— Start of SELECTED PASSAGE —

Reconceptualising Labour Markets in the South Pacific

Anita Jowitt
Lecturer, School of Law, University of the South Pacific

Introduction

Throughout the Pacific Islands economies are attempting to undergo transition from 'primitive' subsistence agriculture to participation in the modern cash economy. Such a transition necessarily involves the creation of opporunties for earning cash, whether through the creation of jobs as employees or through the creation of opportunities for self employment. However, most developing Pacific Island countries (PICs) are struggling to manage this transition and are failing to meet their economic development goals. In many countries GDP per capita is decreasing, external debt is increasing and individual citizens, at least outside of urban areas, have not experienced any great modernisation of their circumstances.

This stagnation is becoming of more urgent concern because it now seems that a law and order problem fuelled by unemployment and/or lack of opportunity to access the cash economy has arisen. The June 2000 coup of Solomon Islands, coups in Fiji in 1987 and Fiji’s attempted coup of May 2000 have, in part, economic roots.[1] The crime problem in Papua New Guinea (PNG) is such that victimisation rates in its cities are considerably higher than in other cities notorious for law and order problems such as Johannesburg and Rio De Janiero.[2] As Standish says, “high unemployment and lack of economic opportunity are seen as the prime cause of crime.”[3]

However, throughout the region there is very little discussion of the operation of the labour market beyond statements about a lack of reliable information making it very difficult to comment on the nature of the labour force and unemployment. Instead, reactive measures to improve ‘governance’ are the prime focus of government and aid donor policy. Expansion of labour demand appears to be largely conceptualised along the lines that an improvement in ‘governance’ (here used synonomously with political stability, transparency and strengthening of the rule of law) will attract direct foreign investment (DFI), which will in turn create employment opportunities within the formal private sector. Development of human capital is focussed upon formal (western) education that will, it is hoped, make people useful employees within these DFI funded enterprises.

It is my argument that such a conceptualisation of labour markets within the Pacific does not reflect their actual nature. Whilst ‘good governance’ is important and the attraction of DFI will help PICs, in itself it will not provide sufficient opportunities for access to the cash economy. Instead more careful examination of the nature of labour supply and of labour demand in these countries is required, in order to more accurately conceptualise their labour markets, and thereby provide a better model on which policies and interventions can be based.

— End of SELECTED PASSAGE —

**INSTRUCTIONS:**
1. Reproduce the part of the passage on South Pacific labour markets that opens with the words "Introduction" and closes with "of their circumstances.".
2. In the passage on South Pacific labour markets, what does Standish say is seen as the prime cause of crime?

— Start of RECORDS PROVIDED —

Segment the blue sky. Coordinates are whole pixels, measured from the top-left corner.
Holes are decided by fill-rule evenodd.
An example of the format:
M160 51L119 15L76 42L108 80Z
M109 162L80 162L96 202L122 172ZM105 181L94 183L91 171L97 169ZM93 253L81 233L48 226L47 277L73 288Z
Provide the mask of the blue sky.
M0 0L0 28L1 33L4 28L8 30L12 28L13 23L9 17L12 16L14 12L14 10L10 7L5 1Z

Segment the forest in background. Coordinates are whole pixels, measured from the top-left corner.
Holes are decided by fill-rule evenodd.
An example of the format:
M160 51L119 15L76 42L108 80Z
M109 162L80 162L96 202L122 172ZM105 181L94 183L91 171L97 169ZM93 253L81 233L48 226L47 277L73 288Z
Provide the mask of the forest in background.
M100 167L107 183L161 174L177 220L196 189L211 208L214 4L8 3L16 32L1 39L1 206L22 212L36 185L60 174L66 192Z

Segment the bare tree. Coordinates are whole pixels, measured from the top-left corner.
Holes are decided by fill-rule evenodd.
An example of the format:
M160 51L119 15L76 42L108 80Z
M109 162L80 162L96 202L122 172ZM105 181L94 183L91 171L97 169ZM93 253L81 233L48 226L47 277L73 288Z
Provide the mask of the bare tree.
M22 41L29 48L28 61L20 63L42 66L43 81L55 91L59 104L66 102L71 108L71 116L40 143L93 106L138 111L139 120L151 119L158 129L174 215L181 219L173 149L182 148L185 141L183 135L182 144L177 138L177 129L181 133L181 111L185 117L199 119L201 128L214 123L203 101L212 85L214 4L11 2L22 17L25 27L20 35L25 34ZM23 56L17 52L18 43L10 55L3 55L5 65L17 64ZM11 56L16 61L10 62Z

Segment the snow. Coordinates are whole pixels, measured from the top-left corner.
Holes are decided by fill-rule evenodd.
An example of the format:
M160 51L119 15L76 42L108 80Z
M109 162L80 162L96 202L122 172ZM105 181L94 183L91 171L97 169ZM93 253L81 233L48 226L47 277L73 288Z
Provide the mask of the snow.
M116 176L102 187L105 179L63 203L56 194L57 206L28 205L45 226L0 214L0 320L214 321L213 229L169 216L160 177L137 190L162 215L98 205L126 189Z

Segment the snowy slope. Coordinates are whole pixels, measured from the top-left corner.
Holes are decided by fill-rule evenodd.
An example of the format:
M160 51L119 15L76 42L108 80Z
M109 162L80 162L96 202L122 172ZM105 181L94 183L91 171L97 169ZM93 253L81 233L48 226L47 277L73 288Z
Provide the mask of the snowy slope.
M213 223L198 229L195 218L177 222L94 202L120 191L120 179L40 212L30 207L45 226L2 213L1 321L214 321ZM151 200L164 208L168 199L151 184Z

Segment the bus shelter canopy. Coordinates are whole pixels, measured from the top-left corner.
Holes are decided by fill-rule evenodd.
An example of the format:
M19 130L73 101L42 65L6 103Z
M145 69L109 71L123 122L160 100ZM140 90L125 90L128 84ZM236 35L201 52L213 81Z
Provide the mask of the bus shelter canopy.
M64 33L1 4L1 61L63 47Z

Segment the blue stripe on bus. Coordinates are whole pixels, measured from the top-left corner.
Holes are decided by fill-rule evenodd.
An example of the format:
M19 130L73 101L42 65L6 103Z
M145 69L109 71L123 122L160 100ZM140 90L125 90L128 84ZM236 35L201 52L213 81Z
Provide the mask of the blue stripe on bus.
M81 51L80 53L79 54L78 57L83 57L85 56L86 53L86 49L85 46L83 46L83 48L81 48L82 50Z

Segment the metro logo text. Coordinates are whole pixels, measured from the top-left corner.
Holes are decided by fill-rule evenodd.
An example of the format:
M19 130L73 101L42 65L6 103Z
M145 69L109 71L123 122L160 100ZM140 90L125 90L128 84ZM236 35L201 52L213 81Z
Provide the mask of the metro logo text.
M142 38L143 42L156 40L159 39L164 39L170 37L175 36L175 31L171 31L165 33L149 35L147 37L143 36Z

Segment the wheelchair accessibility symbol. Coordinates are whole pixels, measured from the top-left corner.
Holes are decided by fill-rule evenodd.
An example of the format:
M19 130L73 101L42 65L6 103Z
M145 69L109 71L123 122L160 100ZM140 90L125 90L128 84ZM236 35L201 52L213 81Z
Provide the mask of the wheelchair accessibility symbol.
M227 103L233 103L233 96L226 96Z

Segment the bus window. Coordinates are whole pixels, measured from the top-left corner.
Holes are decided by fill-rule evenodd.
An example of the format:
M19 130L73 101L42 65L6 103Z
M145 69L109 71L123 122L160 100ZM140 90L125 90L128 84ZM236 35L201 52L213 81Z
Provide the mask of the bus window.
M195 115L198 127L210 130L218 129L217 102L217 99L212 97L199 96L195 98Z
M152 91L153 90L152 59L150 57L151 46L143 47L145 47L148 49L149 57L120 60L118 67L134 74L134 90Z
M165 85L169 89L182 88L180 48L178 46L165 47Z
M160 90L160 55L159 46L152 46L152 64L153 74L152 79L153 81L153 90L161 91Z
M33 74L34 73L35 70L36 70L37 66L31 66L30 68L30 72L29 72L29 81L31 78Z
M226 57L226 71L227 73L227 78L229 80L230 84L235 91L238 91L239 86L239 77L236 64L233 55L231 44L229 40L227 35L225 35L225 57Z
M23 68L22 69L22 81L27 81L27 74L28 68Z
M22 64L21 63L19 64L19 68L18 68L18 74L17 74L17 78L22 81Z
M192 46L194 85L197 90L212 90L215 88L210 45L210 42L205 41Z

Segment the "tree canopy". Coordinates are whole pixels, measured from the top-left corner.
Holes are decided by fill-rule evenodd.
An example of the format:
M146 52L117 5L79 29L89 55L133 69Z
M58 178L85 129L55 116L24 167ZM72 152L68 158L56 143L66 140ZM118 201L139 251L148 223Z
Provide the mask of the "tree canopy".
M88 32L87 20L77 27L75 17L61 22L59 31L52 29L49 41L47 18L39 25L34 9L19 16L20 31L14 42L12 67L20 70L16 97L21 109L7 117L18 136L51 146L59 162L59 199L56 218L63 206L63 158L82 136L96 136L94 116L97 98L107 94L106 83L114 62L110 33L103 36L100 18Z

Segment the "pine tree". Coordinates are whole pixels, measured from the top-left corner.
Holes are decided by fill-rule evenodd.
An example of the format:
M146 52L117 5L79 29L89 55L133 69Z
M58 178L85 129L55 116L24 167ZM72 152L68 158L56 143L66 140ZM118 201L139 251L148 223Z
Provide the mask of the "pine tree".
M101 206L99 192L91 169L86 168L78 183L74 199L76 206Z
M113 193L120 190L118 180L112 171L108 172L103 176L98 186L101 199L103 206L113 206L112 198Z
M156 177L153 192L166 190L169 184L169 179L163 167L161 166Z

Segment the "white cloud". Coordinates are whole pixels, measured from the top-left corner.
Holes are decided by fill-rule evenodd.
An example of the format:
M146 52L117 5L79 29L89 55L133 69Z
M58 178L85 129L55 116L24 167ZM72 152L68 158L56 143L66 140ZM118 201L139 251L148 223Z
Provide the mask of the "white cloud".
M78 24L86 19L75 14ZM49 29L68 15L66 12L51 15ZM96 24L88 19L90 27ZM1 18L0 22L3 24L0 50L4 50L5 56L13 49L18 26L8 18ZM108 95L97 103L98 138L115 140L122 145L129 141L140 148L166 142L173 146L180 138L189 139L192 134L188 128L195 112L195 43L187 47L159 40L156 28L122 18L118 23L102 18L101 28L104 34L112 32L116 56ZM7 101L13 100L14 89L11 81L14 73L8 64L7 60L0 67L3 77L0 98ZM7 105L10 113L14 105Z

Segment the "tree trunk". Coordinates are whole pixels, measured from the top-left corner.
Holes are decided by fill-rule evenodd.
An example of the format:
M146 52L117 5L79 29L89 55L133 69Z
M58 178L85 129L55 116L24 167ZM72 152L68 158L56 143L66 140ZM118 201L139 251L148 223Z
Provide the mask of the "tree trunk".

— End of RECORDS PROVIDED —

**EXPECTED RESPONSES:**
1.
Introduction

Throughout the Pacific Islands economies are attempting to undergo transition from 'primitive' subsistence agriculture to participation in the modern cash economy. Such a transition necessarily involves the creation of opporunties for earning cash, whether through the creation of jobs as employees or through the creation of opportunities for self employment. However, most developing Pacific Island countries (PICs) are struggling to manage this transition and are failing to meet their economic development goals. In many countries GDP per capita is decreasing, external debt is increasing and individual citizens, at least outside of urban areas, have not experienced any great modernisation of their circumstances.

2. High unemployment and lack of economic opportunity.